Dataset entries

══════

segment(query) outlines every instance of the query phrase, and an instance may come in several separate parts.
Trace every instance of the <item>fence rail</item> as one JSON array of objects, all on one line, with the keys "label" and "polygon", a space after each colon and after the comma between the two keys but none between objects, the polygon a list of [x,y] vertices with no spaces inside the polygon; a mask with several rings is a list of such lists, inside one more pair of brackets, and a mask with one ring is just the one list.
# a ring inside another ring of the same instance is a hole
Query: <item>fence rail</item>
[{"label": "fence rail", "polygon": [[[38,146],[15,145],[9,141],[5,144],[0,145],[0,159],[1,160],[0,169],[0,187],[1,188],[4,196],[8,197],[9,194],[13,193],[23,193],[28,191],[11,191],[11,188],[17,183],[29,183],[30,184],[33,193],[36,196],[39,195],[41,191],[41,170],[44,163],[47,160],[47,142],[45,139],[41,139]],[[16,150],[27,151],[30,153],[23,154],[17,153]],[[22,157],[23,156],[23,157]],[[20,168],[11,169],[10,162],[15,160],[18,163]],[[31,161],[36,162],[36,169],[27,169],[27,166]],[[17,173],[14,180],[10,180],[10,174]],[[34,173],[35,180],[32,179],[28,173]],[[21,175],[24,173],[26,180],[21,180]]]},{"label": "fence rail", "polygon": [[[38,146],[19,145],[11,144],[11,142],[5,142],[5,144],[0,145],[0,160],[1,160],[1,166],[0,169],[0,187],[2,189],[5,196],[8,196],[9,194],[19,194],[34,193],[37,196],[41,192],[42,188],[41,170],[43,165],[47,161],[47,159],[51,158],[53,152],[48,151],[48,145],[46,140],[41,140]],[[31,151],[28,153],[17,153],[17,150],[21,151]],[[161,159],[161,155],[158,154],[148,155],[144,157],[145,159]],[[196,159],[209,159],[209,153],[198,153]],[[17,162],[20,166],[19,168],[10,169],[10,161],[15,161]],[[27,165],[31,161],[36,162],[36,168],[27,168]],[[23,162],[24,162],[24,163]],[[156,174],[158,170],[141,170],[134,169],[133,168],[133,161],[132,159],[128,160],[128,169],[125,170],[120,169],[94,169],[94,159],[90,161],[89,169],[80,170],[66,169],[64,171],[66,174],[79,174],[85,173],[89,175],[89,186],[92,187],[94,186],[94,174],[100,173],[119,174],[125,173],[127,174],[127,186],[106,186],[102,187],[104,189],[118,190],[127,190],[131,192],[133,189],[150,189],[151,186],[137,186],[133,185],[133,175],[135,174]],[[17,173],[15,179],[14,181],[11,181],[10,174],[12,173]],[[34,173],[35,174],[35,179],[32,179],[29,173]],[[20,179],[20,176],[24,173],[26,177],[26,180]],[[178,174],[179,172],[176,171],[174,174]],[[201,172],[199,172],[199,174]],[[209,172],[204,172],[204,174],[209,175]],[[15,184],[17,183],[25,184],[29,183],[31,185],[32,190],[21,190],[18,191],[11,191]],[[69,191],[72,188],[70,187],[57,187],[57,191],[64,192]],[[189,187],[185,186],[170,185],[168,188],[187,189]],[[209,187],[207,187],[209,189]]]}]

══════

• _Written problem_
Please write out every line of the items above, keeping each character unchanged.

• _Correct response_
segment(query) outlines every instance of the query phrase, and an instance may come in several separate parts.
Trace every instance of the <item>fence rail</item> as one JSON array of objects, all on one line, with the keys "label" and "polygon", a space after each colon and after the comma between the two keys but none between objects, the polygon a list of [x,y] vertices with no spaces inside the polygon; a mask with several rings is a list of such lists, inside one more pair of brackets, and a mask with one ring is just the one list.
# a ring inside another ring of the same instance is a hole
Query: <item>fence rail</item>
[{"label": "fence rail", "polygon": [[[38,146],[15,145],[9,141],[5,144],[0,145],[0,159],[1,160],[0,169],[0,187],[1,188],[4,196],[8,197],[9,194],[13,193],[23,193],[28,191],[11,191],[11,188],[17,183],[29,183],[30,184],[33,193],[36,196],[39,195],[41,191],[41,170],[44,163],[47,160],[47,142],[45,139],[41,139]],[[16,150],[27,151],[30,153],[23,154],[17,153]],[[22,157],[23,156],[23,157]],[[20,168],[11,169],[10,162],[15,160],[18,163]],[[31,161],[36,162],[36,169],[27,169],[27,166]],[[17,173],[14,180],[10,180],[10,174]],[[34,173],[35,180],[32,179],[28,173]],[[21,175],[24,173],[26,180],[21,180]]]},{"label": "fence rail", "polygon": [[[38,146],[19,145],[11,144],[11,142],[5,142],[5,144],[0,145],[0,160],[1,160],[1,166],[0,169],[0,187],[2,189],[5,196],[8,196],[9,194],[19,194],[34,193],[37,196],[41,192],[42,188],[41,170],[43,165],[47,161],[47,159],[51,158],[53,152],[48,151],[48,145],[46,140],[41,140]],[[31,151],[28,153],[17,153],[17,150],[21,151]],[[161,159],[161,155],[158,154],[148,155],[144,157],[145,159]],[[196,159],[209,159],[209,153],[198,153]],[[17,162],[20,166],[19,168],[10,169],[10,161],[15,161]],[[27,165],[31,161],[36,162],[36,168],[27,168]],[[23,162],[24,162],[24,163]],[[156,174],[158,170],[141,170],[134,169],[133,168],[133,161],[132,159],[128,160],[128,169],[125,170],[120,169],[94,169],[94,159],[90,161],[89,169],[80,170],[66,169],[64,171],[66,174],[79,174],[85,173],[89,175],[89,186],[92,187],[94,186],[94,174],[100,173],[119,174],[125,173],[127,174],[127,186],[106,186],[102,187],[104,189],[118,190],[127,190],[131,192],[133,189],[150,189],[151,186],[137,186],[133,185],[133,175],[135,174]],[[17,173],[15,179],[14,181],[11,181],[10,174],[12,173]],[[34,173],[35,174],[35,179],[32,179],[29,173]],[[20,179],[20,176],[24,173],[26,177],[26,180]],[[178,174],[179,172],[176,171],[174,174]],[[201,172],[199,172],[199,174]],[[209,172],[204,172],[204,174],[209,175]],[[15,184],[17,183],[25,184],[29,183],[31,185],[32,190],[21,190],[18,191],[11,191]],[[69,191],[72,188],[70,187],[57,187],[57,191],[64,192]],[[189,187],[185,186],[170,185],[168,188],[187,189]],[[209,187],[207,187],[209,189]]]}]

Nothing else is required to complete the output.